TASK LIST:
1. Decide whether each statement below agrees with the article about the Murphy bribery case, answering yes or no and quoting the words of the article that settle it. (a) The new trial date is Feb. 6. (b) Smith indicated that he believed the defense had misled him on purpose. (c) Smith wrote that the State should have responded to the original motion to reconsider.
2. Carry on the news article about the reinstated charges against Judge Mike Murphy, starting after its final paragraph.

PROVIDED PASSAGE:
══════════════════════════════

Judge reinstates charges against Murphy


District Judge Mike Murphy

‘The Court refuses to be led into error because of what I consider to be incomplete briefing,’ Judge Leslie Smith says in explaining the reversal of his previous decision to drop the charges

The judge overseeing the bribery case against District Judge Mike Murphy has reinstated the felony indictment he dismissed last month and set a new trial date of Feb. 6.

In reinstating the indictment, Judge Leslie Smith essentially agreed with prosecutor Matt Chandler’s assertion that defense attorney Michael Stout had misled him into dismissing it last month – though he did not indicate that he believed the misleading was intentional, as Chandler has alleged.

“Failing to provide complete information can be just as misleading to a Court as purposefully giving inaccurate information,” Smith said in the order, which he issued today. “… The Court refuses to be led into error because of what I consider to be incomplete briefing.”

But with that statement, Smith was also pointing the finger at Chandler. For example, in one footnote about a previous judge’s ex parte order that Smith didn’t know about when he dismissed the charges, Smith wrote this:

“That information was relevant to the original motion to dismiss and to the Defendant’s motion to reconsider. Not only should the Defendant’s lawyer have shared that information, but the State should have responded to the original motion to reconsider and provided that pertinent detail.”

══════════════════════════════

MATERIAL:
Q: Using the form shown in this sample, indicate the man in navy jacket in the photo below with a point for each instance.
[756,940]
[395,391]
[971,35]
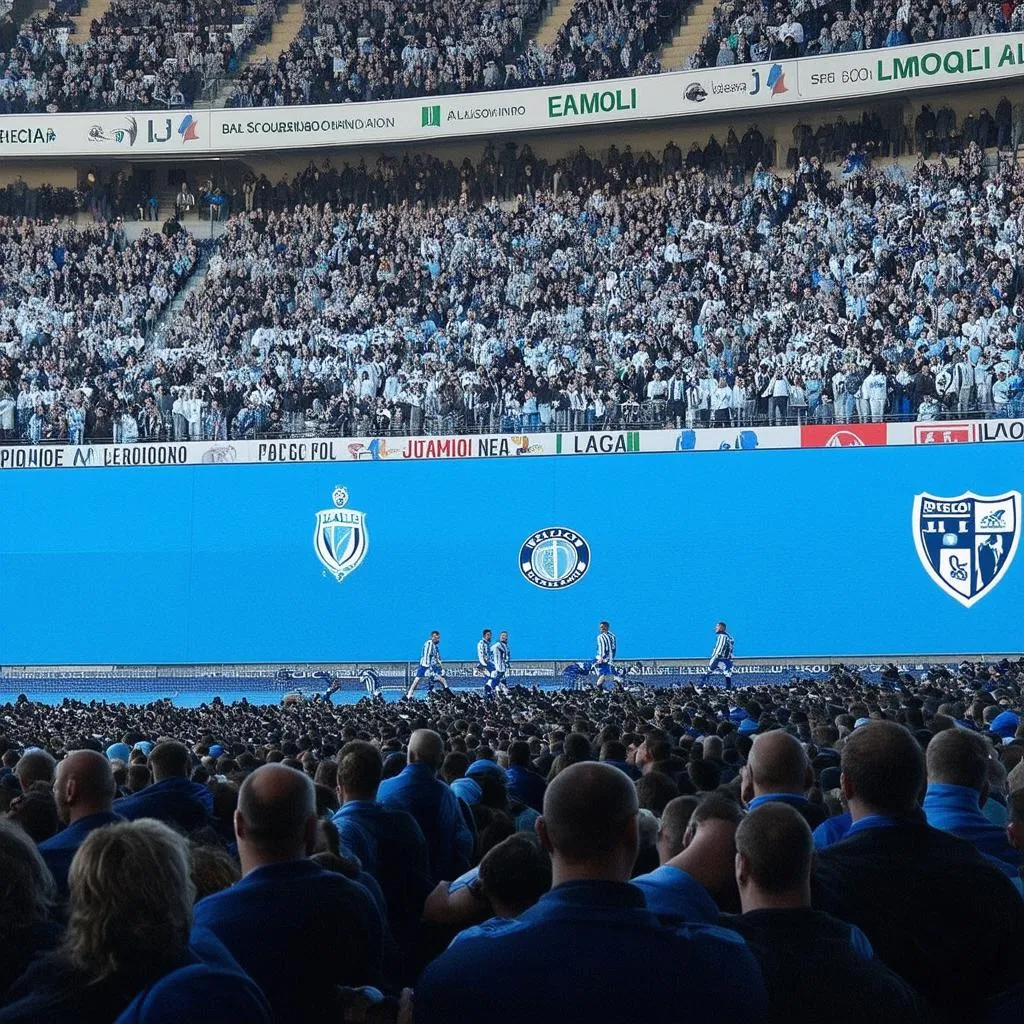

══════════════════════════════

FINAL RESULTS:
1.
(a) Yes: "set a new trial date of Feb. 6."
(b) No: "though he did not indicate that he believed the misleading was intentional, as Chandler has alleged."
(c) Yes: "the State should have responded to the original motion to reconsider and provided that pertinent detail."

2.
Smith told both attorneys to “provide the Court with the full and accurate information and authority” with the first motion they file on an issue in the future.

Read the full order here.

Stout had argued in his motion seeking dismissal of the indictment that the state failed to present exculpatory evidence – an argument Smith bought in dismissing the indictment. Chandler responded with his own motion that refuted each of several claims made by Stout and asked Smith to reconsider.

Chandler alleged at the time that Stout had “been disingenuous with the court regarding the history of this case and the state’s laws, and when the court hears all the facts and applies the applicable laws, we are hopeful that the court will revert to its original rulings and allow the state to proceed to a jury trial as scheduled.”

When the judge was presented with all the facts to which Chandler was referring, he agreed to reinstate the indictment. But he blamed both attorneys for not providing him with relevant facts.

Chandler pleased; Stout disappointed


Chandler said today that he is “pleased with the court’s ruling.”

“We’re prepared to go to trial in February and bring much-needed resolution to both the state and the defendant, as well as the citizens of Doña Ana County,” he said.

Stout said little has changed.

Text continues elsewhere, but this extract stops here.